Rewrite the Billy Bragg arts funding piece from "Billy Bragg on" to "form of therapy.", inclusive, using "young people" wherever "youngsters" appears.

• **SELECTED TEXT**
****************

Billy Bragg on the importance of arts funding: ‘Music has the ability to stop isolation’
“Encouraging kids to engage themselves in music at school, I think, is really, really important.”
By Nick Reilly
Days before the general election, Billy Bragg has told Rolling Stone UK that he’s got a message for the new government about the importance of arts in schools and giving children the chance to play music.
The legendary punk singer and activist spoke to Rolling Stone UK at Glastonbury, just a week before Labour is expected to secure a landslide victory about the current Tory government.
Explaining how music can provide all-important therapy for youngsters, Bragg explained: “It’s not just arts funding. I have a message for the government about arts in schools, about music in schools AND about giving kids the ability to self-therapise. Because playing music is a form of therapy.
“My boy was a big Ramones fan when he was growing up and if he came home from school and went upstairs, plugged in his electric guitar and started playing Ramones songs really loud, I knew he was dealing with what had happened at school that day. That was his way of getting it out of his system because when he was upstairs in our front bedroom in Dorset, he was actually in his head on stage at CBGBs with the Ramones. That’s where he was.
“He was in a place where he really felt that he and his identity was accepted everywhere, and music gives you that space. It also allows you as a punter, to come into a space where a lot of people are expressing solidarity for things that you believe in.”
Bragg then went on to compare it to some of the panels held on his Glastonbury Leftfield stage earlier this day – including the Trans Liberation Now debate.
“There were a lot of allies there, but there was a lot of trans people there too,” he said. “The last question they were given was about feeling isolated and being 17, not being able to vote. And the response in the room to that person’s question was really, really positive. I hope they took not just some solidarity away from that, but some sense that they’re not alone.

****************

• **SUPPLIED INFORMATION**

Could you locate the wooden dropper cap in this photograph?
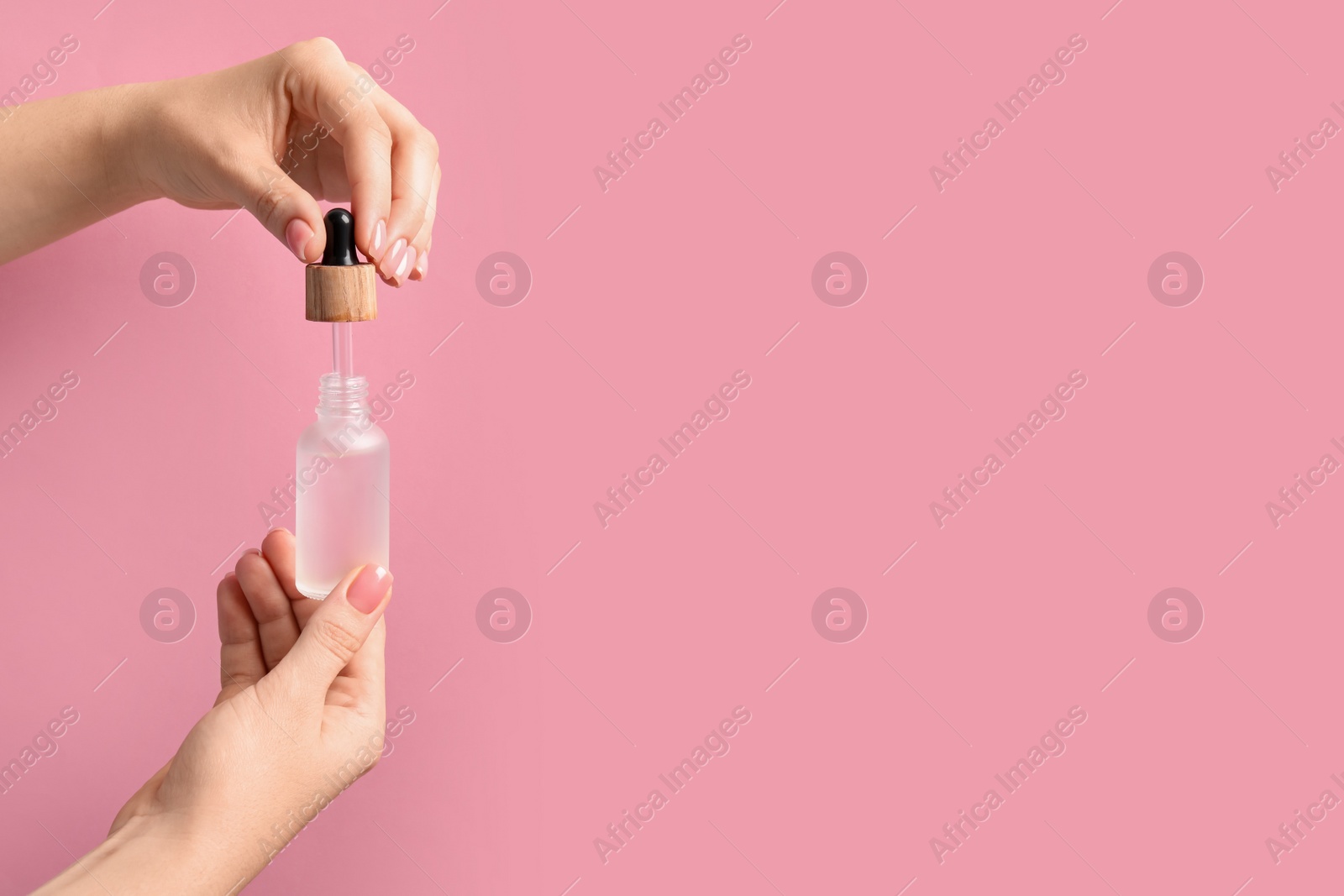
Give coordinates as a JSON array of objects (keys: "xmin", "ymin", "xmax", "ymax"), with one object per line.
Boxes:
[{"xmin": 305, "ymin": 208, "xmax": 378, "ymax": 324}]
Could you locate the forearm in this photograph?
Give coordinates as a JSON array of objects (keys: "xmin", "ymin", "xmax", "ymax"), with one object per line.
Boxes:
[
  {"xmin": 34, "ymin": 815, "xmax": 264, "ymax": 896},
  {"xmin": 0, "ymin": 85, "xmax": 155, "ymax": 265}
]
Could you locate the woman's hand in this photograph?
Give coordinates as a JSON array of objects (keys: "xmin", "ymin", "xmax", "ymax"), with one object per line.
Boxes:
[
  {"xmin": 137, "ymin": 38, "xmax": 439, "ymax": 286},
  {"xmin": 39, "ymin": 529, "xmax": 392, "ymax": 893},
  {"xmin": 0, "ymin": 38, "xmax": 439, "ymax": 286}
]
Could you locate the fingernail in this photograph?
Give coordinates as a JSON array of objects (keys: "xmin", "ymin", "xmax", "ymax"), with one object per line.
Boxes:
[
  {"xmin": 285, "ymin": 217, "xmax": 313, "ymax": 262},
  {"xmin": 379, "ymin": 239, "xmax": 406, "ymax": 277},
  {"xmin": 396, "ymin": 246, "xmax": 415, "ymax": 284},
  {"xmin": 370, "ymin": 222, "xmax": 387, "ymax": 259},
  {"xmin": 345, "ymin": 565, "xmax": 392, "ymax": 614}
]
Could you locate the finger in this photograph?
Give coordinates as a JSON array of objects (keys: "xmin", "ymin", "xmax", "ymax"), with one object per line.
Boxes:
[
  {"xmin": 262, "ymin": 565, "xmax": 392, "ymax": 706},
  {"xmin": 233, "ymin": 157, "xmax": 327, "ymax": 264},
  {"xmin": 234, "ymin": 548, "xmax": 298, "ymax": 669},
  {"xmin": 260, "ymin": 529, "xmax": 323, "ymax": 630},
  {"xmin": 285, "ymin": 38, "xmax": 392, "ymax": 260},
  {"xmin": 333, "ymin": 616, "xmax": 387, "ymax": 698},
  {"xmin": 215, "ymin": 572, "xmax": 266, "ymax": 700},
  {"xmin": 410, "ymin": 165, "xmax": 444, "ymax": 280},
  {"xmin": 372, "ymin": 90, "xmax": 438, "ymax": 286}
]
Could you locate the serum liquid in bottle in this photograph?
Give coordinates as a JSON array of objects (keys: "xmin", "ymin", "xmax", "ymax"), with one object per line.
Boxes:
[{"xmin": 294, "ymin": 208, "xmax": 391, "ymax": 600}]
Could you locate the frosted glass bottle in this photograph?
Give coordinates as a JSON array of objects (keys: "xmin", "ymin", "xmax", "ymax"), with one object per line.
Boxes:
[{"xmin": 294, "ymin": 373, "xmax": 391, "ymax": 600}]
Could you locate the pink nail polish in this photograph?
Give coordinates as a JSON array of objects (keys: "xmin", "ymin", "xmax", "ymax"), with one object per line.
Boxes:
[
  {"xmin": 378, "ymin": 239, "xmax": 406, "ymax": 278},
  {"xmin": 345, "ymin": 565, "xmax": 392, "ymax": 614},
  {"xmin": 396, "ymin": 246, "xmax": 415, "ymax": 284},
  {"xmin": 285, "ymin": 217, "xmax": 313, "ymax": 262},
  {"xmin": 370, "ymin": 222, "xmax": 387, "ymax": 259}
]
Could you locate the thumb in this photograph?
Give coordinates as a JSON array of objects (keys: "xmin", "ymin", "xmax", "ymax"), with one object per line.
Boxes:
[
  {"xmin": 244, "ymin": 160, "xmax": 327, "ymax": 264},
  {"xmin": 266, "ymin": 564, "xmax": 392, "ymax": 708}
]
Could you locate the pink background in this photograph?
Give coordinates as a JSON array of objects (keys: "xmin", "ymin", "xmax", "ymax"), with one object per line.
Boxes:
[{"xmin": 0, "ymin": 0, "xmax": 1344, "ymax": 896}]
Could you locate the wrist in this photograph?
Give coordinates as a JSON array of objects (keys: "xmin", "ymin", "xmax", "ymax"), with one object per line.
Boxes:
[
  {"xmin": 34, "ymin": 814, "xmax": 260, "ymax": 896},
  {"xmin": 98, "ymin": 83, "xmax": 165, "ymax": 207}
]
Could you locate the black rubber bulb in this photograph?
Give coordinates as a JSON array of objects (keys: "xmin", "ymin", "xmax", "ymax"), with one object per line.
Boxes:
[{"xmin": 323, "ymin": 208, "xmax": 359, "ymax": 267}]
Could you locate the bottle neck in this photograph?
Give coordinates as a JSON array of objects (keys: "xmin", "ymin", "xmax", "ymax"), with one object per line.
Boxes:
[{"xmin": 318, "ymin": 374, "xmax": 368, "ymax": 418}]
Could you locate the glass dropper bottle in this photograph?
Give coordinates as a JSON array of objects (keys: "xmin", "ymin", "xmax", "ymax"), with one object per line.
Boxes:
[{"xmin": 294, "ymin": 208, "xmax": 391, "ymax": 599}]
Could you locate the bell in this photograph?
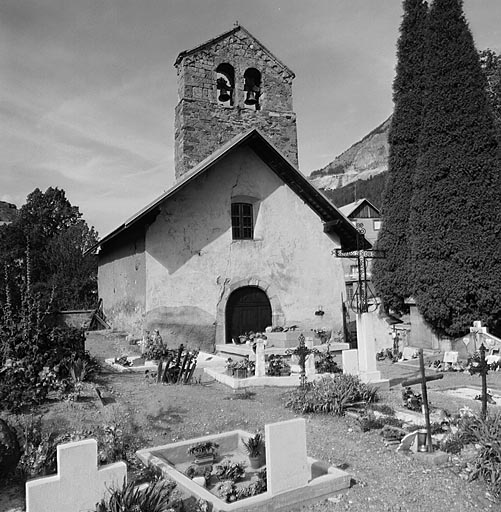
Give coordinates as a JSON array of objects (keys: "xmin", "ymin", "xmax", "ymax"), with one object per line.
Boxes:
[
  {"xmin": 244, "ymin": 91, "xmax": 257, "ymax": 105},
  {"xmin": 218, "ymin": 89, "xmax": 231, "ymax": 103}
]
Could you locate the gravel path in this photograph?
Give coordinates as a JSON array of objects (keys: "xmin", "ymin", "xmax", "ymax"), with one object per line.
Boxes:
[{"xmin": 0, "ymin": 335, "xmax": 501, "ymax": 512}]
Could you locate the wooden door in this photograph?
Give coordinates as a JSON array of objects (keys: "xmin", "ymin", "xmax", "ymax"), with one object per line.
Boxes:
[{"xmin": 226, "ymin": 286, "xmax": 271, "ymax": 343}]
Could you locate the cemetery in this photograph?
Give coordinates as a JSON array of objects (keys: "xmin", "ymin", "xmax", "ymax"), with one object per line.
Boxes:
[
  {"xmin": 0, "ymin": 320, "xmax": 501, "ymax": 512},
  {"xmin": 0, "ymin": 0, "xmax": 501, "ymax": 512}
]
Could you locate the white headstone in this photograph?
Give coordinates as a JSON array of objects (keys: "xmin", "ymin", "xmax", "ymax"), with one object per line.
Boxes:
[
  {"xmin": 402, "ymin": 347, "xmax": 418, "ymax": 361},
  {"xmin": 254, "ymin": 338, "xmax": 266, "ymax": 377},
  {"xmin": 304, "ymin": 354, "xmax": 317, "ymax": 377},
  {"xmin": 341, "ymin": 348, "xmax": 358, "ymax": 375},
  {"xmin": 264, "ymin": 418, "xmax": 311, "ymax": 495},
  {"xmin": 26, "ymin": 439, "xmax": 127, "ymax": 512},
  {"xmin": 357, "ymin": 313, "xmax": 381, "ymax": 382},
  {"xmin": 444, "ymin": 351, "xmax": 458, "ymax": 364}
]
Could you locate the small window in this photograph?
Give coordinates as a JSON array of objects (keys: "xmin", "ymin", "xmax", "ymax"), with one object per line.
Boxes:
[
  {"xmin": 244, "ymin": 68, "xmax": 261, "ymax": 110},
  {"xmin": 216, "ymin": 63, "xmax": 235, "ymax": 107},
  {"xmin": 231, "ymin": 203, "xmax": 254, "ymax": 240}
]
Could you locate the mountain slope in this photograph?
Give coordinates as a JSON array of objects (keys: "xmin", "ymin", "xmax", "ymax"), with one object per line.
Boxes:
[{"xmin": 309, "ymin": 117, "xmax": 391, "ymax": 190}]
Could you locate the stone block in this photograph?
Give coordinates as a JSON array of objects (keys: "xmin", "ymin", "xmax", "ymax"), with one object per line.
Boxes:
[
  {"xmin": 265, "ymin": 418, "xmax": 311, "ymax": 495},
  {"xmin": 402, "ymin": 347, "xmax": 418, "ymax": 361},
  {"xmin": 414, "ymin": 450, "xmax": 449, "ymax": 466}
]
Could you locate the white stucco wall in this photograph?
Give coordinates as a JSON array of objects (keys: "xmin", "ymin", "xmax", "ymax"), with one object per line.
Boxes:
[{"xmin": 145, "ymin": 147, "xmax": 344, "ymax": 342}]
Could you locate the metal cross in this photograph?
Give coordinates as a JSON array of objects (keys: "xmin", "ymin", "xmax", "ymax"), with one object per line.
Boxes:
[{"xmin": 332, "ymin": 223, "xmax": 386, "ymax": 313}]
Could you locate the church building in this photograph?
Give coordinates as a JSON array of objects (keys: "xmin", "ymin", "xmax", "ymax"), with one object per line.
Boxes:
[{"xmin": 94, "ymin": 26, "xmax": 367, "ymax": 351}]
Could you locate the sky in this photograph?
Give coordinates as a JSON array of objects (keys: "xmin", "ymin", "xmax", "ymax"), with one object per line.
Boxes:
[{"xmin": 0, "ymin": 0, "xmax": 501, "ymax": 236}]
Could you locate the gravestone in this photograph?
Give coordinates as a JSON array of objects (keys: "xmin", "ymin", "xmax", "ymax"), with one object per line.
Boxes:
[
  {"xmin": 357, "ymin": 313, "xmax": 381, "ymax": 383},
  {"xmin": 254, "ymin": 338, "xmax": 266, "ymax": 377},
  {"xmin": 444, "ymin": 351, "xmax": 458, "ymax": 364},
  {"xmin": 304, "ymin": 354, "xmax": 317, "ymax": 377},
  {"xmin": 264, "ymin": 418, "xmax": 311, "ymax": 495},
  {"xmin": 341, "ymin": 348, "xmax": 358, "ymax": 375},
  {"xmin": 402, "ymin": 347, "xmax": 417, "ymax": 361},
  {"xmin": 26, "ymin": 439, "xmax": 127, "ymax": 512}
]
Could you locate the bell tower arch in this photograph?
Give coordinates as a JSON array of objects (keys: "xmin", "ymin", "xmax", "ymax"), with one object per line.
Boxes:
[{"xmin": 175, "ymin": 25, "xmax": 298, "ymax": 179}]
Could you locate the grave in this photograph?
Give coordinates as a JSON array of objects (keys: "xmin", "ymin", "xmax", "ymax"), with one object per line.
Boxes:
[
  {"xmin": 26, "ymin": 439, "xmax": 127, "ymax": 512},
  {"xmin": 343, "ymin": 313, "xmax": 390, "ymax": 389},
  {"xmin": 137, "ymin": 418, "xmax": 351, "ymax": 512}
]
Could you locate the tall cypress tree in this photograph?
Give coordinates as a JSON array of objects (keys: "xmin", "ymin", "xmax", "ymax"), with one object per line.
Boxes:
[
  {"xmin": 373, "ymin": 0, "xmax": 428, "ymax": 312},
  {"xmin": 410, "ymin": 0, "xmax": 501, "ymax": 336}
]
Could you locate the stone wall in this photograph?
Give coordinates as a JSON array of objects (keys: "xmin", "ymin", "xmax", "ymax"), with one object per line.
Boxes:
[
  {"xmin": 175, "ymin": 30, "xmax": 298, "ymax": 179},
  {"xmin": 145, "ymin": 147, "xmax": 344, "ymax": 350},
  {"xmin": 98, "ymin": 229, "xmax": 146, "ymax": 335}
]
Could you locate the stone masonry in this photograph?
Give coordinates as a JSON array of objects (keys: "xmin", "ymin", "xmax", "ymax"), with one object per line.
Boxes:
[{"xmin": 175, "ymin": 27, "xmax": 298, "ymax": 179}]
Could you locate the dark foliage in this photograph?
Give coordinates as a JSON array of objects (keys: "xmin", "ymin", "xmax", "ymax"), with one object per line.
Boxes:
[
  {"xmin": 479, "ymin": 49, "xmax": 501, "ymax": 140},
  {"xmin": 372, "ymin": 0, "xmax": 427, "ymax": 313},
  {"xmin": 0, "ymin": 266, "xmax": 93, "ymax": 411},
  {"xmin": 96, "ymin": 480, "xmax": 180, "ymax": 512},
  {"xmin": 0, "ymin": 187, "xmax": 97, "ymax": 309},
  {"xmin": 285, "ymin": 373, "xmax": 377, "ymax": 416},
  {"xmin": 410, "ymin": 0, "xmax": 501, "ymax": 336}
]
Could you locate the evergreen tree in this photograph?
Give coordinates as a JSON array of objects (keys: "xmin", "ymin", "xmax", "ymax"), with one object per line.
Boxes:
[
  {"xmin": 410, "ymin": 0, "xmax": 501, "ymax": 336},
  {"xmin": 373, "ymin": 0, "xmax": 428, "ymax": 313},
  {"xmin": 0, "ymin": 187, "xmax": 97, "ymax": 309}
]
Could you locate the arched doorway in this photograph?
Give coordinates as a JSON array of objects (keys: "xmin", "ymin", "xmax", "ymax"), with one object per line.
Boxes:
[{"xmin": 226, "ymin": 286, "xmax": 271, "ymax": 343}]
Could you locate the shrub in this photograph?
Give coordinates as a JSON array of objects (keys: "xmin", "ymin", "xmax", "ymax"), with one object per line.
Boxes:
[
  {"xmin": 96, "ymin": 480, "xmax": 179, "ymax": 512},
  {"xmin": 285, "ymin": 374, "xmax": 377, "ymax": 416},
  {"xmin": 315, "ymin": 351, "xmax": 343, "ymax": 373},
  {"xmin": 368, "ymin": 403, "xmax": 395, "ymax": 416},
  {"xmin": 216, "ymin": 459, "xmax": 245, "ymax": 482},
  {"xmin": 0, "ymin": 268, "xmax": 96, "ymax": 412},
  {"xmin": 458, "ymin": 413, "xmax": 501, "ymax": 497}
]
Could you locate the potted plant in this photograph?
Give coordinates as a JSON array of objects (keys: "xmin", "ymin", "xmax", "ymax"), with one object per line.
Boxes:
[
  {"xmin": 268, "ymin": 355, "xmax": 291, "ymax": 377},
  {"xmin": 242, "ymin": 432, "xmax": 264, "ymax": 469},
  {"xmin": 186, "ymin": 441, "xmax": 219, "ymax": 464},
  {"xmin": 216, "ymin": 459, "xmax": 245, "ymax": 482},
  {"xmin": 226, "ymin": 358, "xmax": 250, "ymax": 379}
]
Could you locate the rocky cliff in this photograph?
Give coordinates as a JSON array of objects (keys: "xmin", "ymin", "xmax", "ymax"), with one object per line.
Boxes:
[{"xmin": 309, "ymin": 117, "xmax": 391, "ymax": 190}]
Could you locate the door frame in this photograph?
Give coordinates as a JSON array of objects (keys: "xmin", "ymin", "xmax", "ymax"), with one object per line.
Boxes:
[
  {"xmin": 216, "ymin": 277, "xmax": 285, "ymax": 345},
  {"xmin": 225, "ymin": 286, "xmax": 272, "ymax": 344}
]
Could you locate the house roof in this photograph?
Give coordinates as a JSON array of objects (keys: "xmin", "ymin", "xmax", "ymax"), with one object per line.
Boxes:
[
  {"xmin": 88, "ymin": 128, "xmax": 371, "ymax": 252},
  {"xmin": 174, "ymin": 24, "xmax": 296, "ymax": 78},
  {"xmin": 339, "ymin": 198, "xmax": 380, "ymax": 218}
]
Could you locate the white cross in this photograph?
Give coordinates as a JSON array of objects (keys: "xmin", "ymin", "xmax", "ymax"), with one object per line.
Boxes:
[{"xmin": 26, "ymin": 439, "xmax": 127, "ymax": 512}]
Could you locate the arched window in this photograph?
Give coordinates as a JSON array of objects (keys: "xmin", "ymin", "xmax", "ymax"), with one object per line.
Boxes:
[
  {"xmin": 231, "ymin": 203, "xmax": 254, "ymax": 240},
  {"xmin": 244, "ymin": 68, "xmax": 261, "ymax": 110},
  {"xmin": 216, "ymin": 63, "xmax": 235, "ymax": 107}
]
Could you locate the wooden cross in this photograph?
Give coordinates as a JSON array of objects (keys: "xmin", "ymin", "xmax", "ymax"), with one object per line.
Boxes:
[
  {"xmin": 470, "ymin": 321, "xmax": 489, "ymax": 419},
  {"xmin": 402, "ymin": 348, "xmax": 444, "ymax": 453}
]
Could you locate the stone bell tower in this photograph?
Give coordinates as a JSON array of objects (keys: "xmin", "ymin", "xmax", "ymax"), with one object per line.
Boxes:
[{"xmin": 175, "ymin": 25, "xmax": 298, "ymax": 180}]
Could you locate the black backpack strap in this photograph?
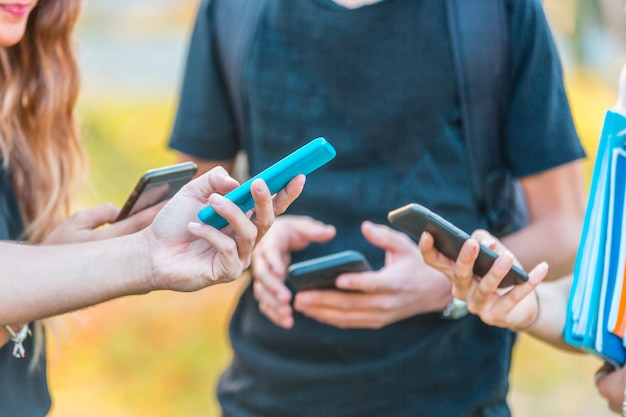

****************

• **ANSWER TO THE EXERCISE**
Billy Bragg on the importance of arts funding: ‘Music has the ability to stop isolation’
“Encouraging kids to engage themselves in music at school, I think, is really, really important.”
By Nick Reilly
Days before the general election, Billy Bragg has told Rolling Stone UK that he’s got a message for the new government about the importance of arts in schools and giving children the chance to play music.
The legendary punk singer and activist spoke to Rolling Stone UK at Glastonbury, just a week before Labour is expected to secure a landslide victory about the current Tory government.
Explaining how music can provide all-important therapy for young people, Bragg explained: “It’s not just arts funding. I have a message for the government about arts in schools, about music in schools AND about giving kids the ability to self-therapise. Because playing music is a form of therapy.